Quoted passage:
--------------------
The mass loss rate $W_{ni}$ (%) of specimen i after n freeze–thaw cycles, accurate to the hundredths, was calculated as follows:

$$W_{ni}=\frac{G_{0i}-G_{ni}}{G_{0i}}\times 100$$

(2)

where $G_{0i}$ represents the mass (kg) of the ith concrete specimen before freeze–thaw cycles and $G_{ni}$ represents the mass (kg) of the ith concrete specimen after n freeze–thaw cycles. The average $W_{ni}$ from three specimens was reported as $W_n$. Generally, if the $W_{ni}$ was greater than 5%, the specimen was considered to have been destroyed after freeze–thaw cycles.

2.3.2. Compressive Strength Tests

Concrete cube compressive strength tests were carried out on NPFRCC specimens after 0, 25, 50, 75, and 100 salt freeze–thaw cycles according to the Chinese standard GB/T 50081-2019 [27], with three in each group and dimensions of 100 mm × 100 mm × 100 mm, using the TYA-3000E microcomputer-controlled constant loading compression tester from WuxiXinluda Instruments Co. Ltd. (Wuxi, China), and the compressive strengths were calculated using the method specified in specification [27], using Equation (3):

$$f_c=\frac{F_{cc}}{A_{cc}}$$

(3)

where $f_c$ denotes the compressive strength of the cubic specimen (MPa), $F_{cc}$ denotes the destructive load of the specimen (N), and $A_{cc}$ denotes the pressure-bearing area of the specimen (mm²). The calculation results were multiplied by a 0.95 conversion factor and the average value of three tests was reported as the representative compressive strength. Generally, a specimen after a freeze–thaw cycle was considered to be completely destroyed if the $f_c$ was reduced to less than 75% of the initial value.
--------------------
Given information:
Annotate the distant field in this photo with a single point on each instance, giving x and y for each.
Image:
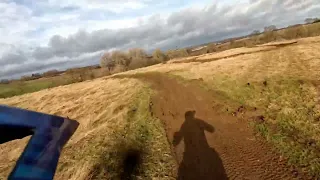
--------------------
Actions to take:
- A) According to the passage on freeze–thaw testing of concrete, what factor were the compressive strength results multiplied by?
- B) Pick up the passage on freeze–thaw testing of concrete after its final sentence and continue it.

Solved problems:
- A) A conversion factor of 0.95.

- B)
2.3.3. Fracture Toughness

This study applied the three-point bending beam method to analyze the specimens. The Chinese specification DL/T 5332-2005 [28] was adopted. To evaluate fracture toughness, a 3 ± 1 mm wide slit was cut across the midspan of each specimen to a depth $a_0=40 \mathrm{m}\mathrm{m},$ with a slit depth-to-specimen height ratio of $a_0/h=0.4$. The three-point bending test was subsequently conducted using an electro-hydraulic servo universal testing machine, with a span of S = 300 mm between the two supports, and a span-to-height ratio of $S/h=3.0$. The loading process was displacement-controlled to maintain a loading rate of 0.06 mm/min. A clip-type extensometer with a range of 5 mm and an accuracy of 0.5 mm was installed across the slit at the bottom of each specimen to accurately measure the crack mouth opening displacement (CMOD). The fracture test specimen size diagram is shown in Figure 4. The fracture toughness and fracture energy of each specimen were calculated from its resulting P–CMOD curves as the average value of three test results.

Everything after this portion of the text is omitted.